Work to be completed: Write the material out again exactly as it stands.
*** Listed entries ***
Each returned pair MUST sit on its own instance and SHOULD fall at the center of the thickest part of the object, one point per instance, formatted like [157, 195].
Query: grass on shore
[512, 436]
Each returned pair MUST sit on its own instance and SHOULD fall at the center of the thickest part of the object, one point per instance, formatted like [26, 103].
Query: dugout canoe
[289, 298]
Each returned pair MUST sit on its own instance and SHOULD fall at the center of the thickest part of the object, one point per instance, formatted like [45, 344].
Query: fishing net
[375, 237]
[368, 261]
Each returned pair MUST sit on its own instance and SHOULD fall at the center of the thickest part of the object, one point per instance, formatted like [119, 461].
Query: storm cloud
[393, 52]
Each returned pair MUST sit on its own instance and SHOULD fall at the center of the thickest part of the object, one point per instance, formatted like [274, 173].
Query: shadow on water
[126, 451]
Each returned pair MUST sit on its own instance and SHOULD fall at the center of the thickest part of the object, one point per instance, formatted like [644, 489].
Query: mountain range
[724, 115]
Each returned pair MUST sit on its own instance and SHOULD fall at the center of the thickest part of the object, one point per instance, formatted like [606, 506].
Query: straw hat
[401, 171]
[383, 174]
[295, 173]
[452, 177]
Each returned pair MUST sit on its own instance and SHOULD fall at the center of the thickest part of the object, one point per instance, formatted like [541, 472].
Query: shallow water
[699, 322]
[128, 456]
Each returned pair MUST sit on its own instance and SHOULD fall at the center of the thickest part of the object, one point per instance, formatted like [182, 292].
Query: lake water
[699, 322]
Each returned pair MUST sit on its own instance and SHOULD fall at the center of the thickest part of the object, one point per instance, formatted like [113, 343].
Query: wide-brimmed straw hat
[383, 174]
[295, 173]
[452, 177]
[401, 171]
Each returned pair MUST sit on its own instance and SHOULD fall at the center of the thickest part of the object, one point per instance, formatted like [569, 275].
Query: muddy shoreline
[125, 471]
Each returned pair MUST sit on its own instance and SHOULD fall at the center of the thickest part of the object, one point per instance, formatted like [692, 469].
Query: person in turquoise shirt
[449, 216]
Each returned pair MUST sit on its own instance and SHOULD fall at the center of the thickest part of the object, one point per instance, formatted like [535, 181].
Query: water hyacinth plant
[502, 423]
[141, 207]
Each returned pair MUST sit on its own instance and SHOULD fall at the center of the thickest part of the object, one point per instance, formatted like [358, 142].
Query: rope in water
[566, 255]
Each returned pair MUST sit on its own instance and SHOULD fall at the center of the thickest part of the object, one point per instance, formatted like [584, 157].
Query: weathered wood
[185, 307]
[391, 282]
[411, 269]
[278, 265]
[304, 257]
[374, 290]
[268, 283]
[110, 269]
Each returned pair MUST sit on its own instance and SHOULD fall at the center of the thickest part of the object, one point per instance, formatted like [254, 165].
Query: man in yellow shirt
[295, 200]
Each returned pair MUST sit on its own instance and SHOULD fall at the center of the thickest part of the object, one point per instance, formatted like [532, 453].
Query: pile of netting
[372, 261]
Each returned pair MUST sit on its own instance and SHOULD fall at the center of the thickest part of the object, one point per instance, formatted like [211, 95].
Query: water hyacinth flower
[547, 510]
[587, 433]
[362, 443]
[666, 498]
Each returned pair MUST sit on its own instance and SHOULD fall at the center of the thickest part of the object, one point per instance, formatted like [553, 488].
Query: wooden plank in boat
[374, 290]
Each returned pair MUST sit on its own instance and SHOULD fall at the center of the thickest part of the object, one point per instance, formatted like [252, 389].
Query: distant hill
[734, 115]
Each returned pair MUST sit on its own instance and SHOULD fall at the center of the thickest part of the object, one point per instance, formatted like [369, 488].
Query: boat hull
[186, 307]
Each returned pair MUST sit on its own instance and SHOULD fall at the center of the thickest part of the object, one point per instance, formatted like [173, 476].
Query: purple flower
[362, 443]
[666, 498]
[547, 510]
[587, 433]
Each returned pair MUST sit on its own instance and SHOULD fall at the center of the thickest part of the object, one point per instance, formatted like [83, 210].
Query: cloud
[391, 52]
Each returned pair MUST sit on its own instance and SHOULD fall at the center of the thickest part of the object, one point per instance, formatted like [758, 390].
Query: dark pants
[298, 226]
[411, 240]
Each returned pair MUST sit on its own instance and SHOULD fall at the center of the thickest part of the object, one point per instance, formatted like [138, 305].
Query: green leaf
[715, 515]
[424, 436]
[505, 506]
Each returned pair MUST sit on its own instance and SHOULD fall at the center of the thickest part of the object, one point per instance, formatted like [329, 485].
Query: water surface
***
Answer to this task:
Each returned pair MUST sit on its own instance and SHOULD fall at the center of the thickest part of the object, one point per instance, formatted like [157, 195].
Query: grass on shore
[512, 436]
Each returned pair MUST sit on its own instance and SHOULD fall at the center of the thickest part of the object, one point per instance, formatted like [26, 103].
Query: dugout canoe
[289, 298]
Each returned pair MUST sit on its own instance and SHOULD fall at the center of the thickest part of the object, one point per instance, formatted like [45, 344].
Query: fishing net
[375, 237]
[368, 261]
Each returned pair MUST sit on its own instance and SHOULD fall at the center of the thickest part of the object, one point per instance, formatted like [119, 461].
Query: storm cloud
[393, 52]
Each returned pair MUST sit on its own instance and SHOULD fall at the center of the thickest part of the object, one point per instance, formatted like [274, 173].
Query: shadow on water
[126, 451]
Each returned pair MUST sit on its own instance and SHOULD fall at the center of the thickest part of the object, one point per instance, formatted like [644, 489].
Query: mountain range
[724, 115]
Each returned pair MUST sit on its own instance and SHOULD fall at the center of the thickest part of the object, one point per instance, formatted like [606, 506].
Query: straw hat
[401, 171]
[383, 174]
[295, 173]
[452, 177]
Each returned pair MUST sit on its own instance and SHOULD fall at the center of the thickest part of the object, one point per instance, formatted like [541, 472].
Query: shallow water
[699, 322]
[128, 456]
Each returned pair MUST sit on its own instance and SHOULD fall at the center of the thickest part of the object, one point per instance, formatted like [182, 292].
Query: lake water
[699, 322]
Each returned pair MUST sit on its own instance and SHOULD fall at the center of the thickest part of the object, one point per instance, formatted like [113, 343].
Query: wide-brimmed straw hat
[383, 174]
[295, 173]
[452, 177]
[401, 171]
Each returned pair MUST sit on its own instance and SHOULD fall at the center of the thickest part of the object, one point per instance, formatted like [569, 275].
Query: muddy shoreline
[125, 471]
Each returned pair MUST sit on its own instance and SHOULD fall at the center of the thickest part of the object, one point per instance, formatted like [692, 469].
Query: person in turquoise shirt
[449, 216]
Each returned pair MUST sit on its own instance and SHOULD fall at the center of the thickest part of the object, one point per instance, formatted like [535, 181].
Query: water hyacinth plant
[502, 423]
[141, 207]
Each returned pair MUST sit on its own instance and SHOULD fall at the center of the thickest part of the object, one point per instance, formatted like [358, 142].
Query: rope in water
[566, 255]
Each returned pair MUST sit on its own instance and SHOULD fall at the center of the thickest part of the object, one point per instance, formatted like [584, 157].
Query: weathered wood
[185, 307]
[391, 282]
[411, 269]
[278, 265]
[304, 257]
[374, 290]
[268, 283]
[110, 269]
Each returned pair MUST sit on its own instance and SHOULD fall at the center of the thickest part of the object, one point per instance, formatted like [254, 165].
Query: man in yellow shirt
[295, 200]
Each returned pair MUST sit on its own instance and SHOULD fall at the center of the thickest part of the object, one point per instance, formatted like [532, 453].
Query: pile of netting
[372, 261]
Each returned pair MUST sit on its own instance and SHOULD fall at the center of the thickest part of the object, one point per instance, formatted like [211, 95].
Query: water hyacinth flower
[547, 510]
[587, 433]
[362, 443]
[666, 498]
Each returned pair MUST sit on its own instance and SHOULD fall at the center of the thickest part of the object, one point per instance, formatted like [553, 488].
Query: wooden plank in boat
[374, 290]
Each returned pair MUST sit on its own instance and SHOULD fall at the center of the thickest part of the object, one point per instance, formatted like [252, 389].
Query: distant hill
[734, 115]
Each returned pair MUST sit on its own instance and SHOULD fall at the center of the thickest part of the object, one point per instance, formatted like [369, 488].
Query: boat hull
[186, 307]
Each returned pair MUST sit on its own instance and SHOULD fall at the center of the thickest part of the object, one point per instance, formatted like [173, 476].
Query: purple flower
[362, 443]
[666, 498]
[547, 510]
[587, 433]
Each returned pair MUST sit on its own instance and SHOULD fall at the center of the thickest part of the object, one point per instance, formatted like [83, 210].
Query: cloud
[391, 52]
Each returned pair MUST sit on its own instance and SHOULD fall at the center of the thickest part of the object, one point per instance, formatted like [758, 390].
Query: dark pants
[298, 226]
[411, 240]
Each returned pair MUST sit on its own instance and SHOULD fall at the center of the thickest part of the object, one point per instance, formatted like [138, 305].
Query: green leaf
[715, 515]
[424, 436]
[505, 506]
Each returned pair MUST sit on its own instance and SHOULD fall at the center of the thickest part of the object, one point per instance, formatted like [329, 485].
Query: water surface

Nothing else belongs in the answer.